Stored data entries
● ● ●

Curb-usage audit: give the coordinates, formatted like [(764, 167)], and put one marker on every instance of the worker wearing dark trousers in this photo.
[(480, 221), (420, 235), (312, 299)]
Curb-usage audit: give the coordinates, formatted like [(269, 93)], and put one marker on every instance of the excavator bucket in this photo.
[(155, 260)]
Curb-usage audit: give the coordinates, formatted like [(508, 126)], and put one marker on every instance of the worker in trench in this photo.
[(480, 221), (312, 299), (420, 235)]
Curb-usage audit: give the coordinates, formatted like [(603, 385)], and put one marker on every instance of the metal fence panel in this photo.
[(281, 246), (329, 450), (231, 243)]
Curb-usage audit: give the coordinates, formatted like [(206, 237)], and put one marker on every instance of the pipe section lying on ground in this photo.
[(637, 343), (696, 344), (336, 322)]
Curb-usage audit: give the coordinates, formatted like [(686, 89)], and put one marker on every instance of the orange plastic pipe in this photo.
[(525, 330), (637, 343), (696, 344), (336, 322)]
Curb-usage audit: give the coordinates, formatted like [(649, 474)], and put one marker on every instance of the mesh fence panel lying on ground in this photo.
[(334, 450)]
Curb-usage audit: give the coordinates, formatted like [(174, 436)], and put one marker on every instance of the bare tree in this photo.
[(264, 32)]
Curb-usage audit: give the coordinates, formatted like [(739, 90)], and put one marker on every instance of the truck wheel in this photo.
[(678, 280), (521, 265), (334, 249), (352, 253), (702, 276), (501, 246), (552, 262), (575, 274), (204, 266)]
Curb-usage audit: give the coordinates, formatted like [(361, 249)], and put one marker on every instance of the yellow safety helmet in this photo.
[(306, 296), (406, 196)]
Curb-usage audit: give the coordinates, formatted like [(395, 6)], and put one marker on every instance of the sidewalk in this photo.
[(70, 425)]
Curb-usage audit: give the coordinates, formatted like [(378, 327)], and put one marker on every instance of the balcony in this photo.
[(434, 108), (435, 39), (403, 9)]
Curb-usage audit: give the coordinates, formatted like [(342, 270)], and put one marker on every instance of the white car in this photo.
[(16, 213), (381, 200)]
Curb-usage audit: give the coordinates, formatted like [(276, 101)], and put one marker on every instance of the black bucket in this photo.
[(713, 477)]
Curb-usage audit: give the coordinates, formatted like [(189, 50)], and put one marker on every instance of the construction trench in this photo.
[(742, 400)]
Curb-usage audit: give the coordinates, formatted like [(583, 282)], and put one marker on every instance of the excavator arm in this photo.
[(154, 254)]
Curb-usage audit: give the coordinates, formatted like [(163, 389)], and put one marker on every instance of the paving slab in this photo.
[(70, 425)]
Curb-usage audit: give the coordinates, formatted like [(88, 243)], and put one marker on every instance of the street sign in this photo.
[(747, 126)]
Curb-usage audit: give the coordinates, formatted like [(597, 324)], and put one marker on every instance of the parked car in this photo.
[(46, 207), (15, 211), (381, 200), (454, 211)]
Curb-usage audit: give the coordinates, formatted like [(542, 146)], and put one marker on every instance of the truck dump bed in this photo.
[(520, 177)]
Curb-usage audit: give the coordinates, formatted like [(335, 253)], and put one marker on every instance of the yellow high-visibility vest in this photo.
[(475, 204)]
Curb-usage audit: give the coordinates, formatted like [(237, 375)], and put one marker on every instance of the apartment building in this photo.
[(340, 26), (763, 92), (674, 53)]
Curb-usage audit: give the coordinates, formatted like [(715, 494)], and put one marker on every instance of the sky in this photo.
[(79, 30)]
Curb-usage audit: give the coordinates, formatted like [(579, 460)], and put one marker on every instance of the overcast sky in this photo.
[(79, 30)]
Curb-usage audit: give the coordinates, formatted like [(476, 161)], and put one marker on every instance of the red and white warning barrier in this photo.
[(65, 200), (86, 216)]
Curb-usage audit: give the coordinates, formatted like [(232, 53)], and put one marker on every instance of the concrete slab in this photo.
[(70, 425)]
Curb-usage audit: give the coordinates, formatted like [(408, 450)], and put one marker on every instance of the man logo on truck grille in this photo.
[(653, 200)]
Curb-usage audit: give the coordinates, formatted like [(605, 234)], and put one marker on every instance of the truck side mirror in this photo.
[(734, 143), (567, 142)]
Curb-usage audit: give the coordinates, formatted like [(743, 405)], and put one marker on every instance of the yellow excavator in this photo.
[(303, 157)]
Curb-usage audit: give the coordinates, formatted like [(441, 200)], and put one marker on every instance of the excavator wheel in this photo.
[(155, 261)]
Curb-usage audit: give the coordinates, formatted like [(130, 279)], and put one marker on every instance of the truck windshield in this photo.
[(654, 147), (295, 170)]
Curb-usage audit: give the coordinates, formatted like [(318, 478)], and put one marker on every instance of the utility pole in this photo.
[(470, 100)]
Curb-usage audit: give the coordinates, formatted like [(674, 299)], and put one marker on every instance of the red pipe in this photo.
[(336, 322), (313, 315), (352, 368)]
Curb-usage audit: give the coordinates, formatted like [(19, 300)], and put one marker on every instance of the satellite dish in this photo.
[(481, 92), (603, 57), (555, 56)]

● ● ●

◆ Stated task:
Output the records above from the line containing "paving slab in this photo." through the line containing "[(46, 207), (15, 211), (381, 200), (454, 211)]" as a JSON list of strings, one string per line, skipping blank lines.

◆ Output for this exercise:
[
  "Curb-usage audit: give the coordinates, formatted like [(163, 389)], and put one marker on every instance of the paving slab in this photo.",
  "[(70, 425)]",
  "Curb-usage audit: give the coordinates, formatted like [(88, 243)], and put one marker on every instance of the street sign in this photo.",
  "[(747, 126)]",
  "Curb-usage audit: give the coordinates, formatted like [(597, 324)], and put one marker on every instance of the parked car in this photo.",
  "[(46, 207), (15, 211), (381, 200), (454, 211)]"
]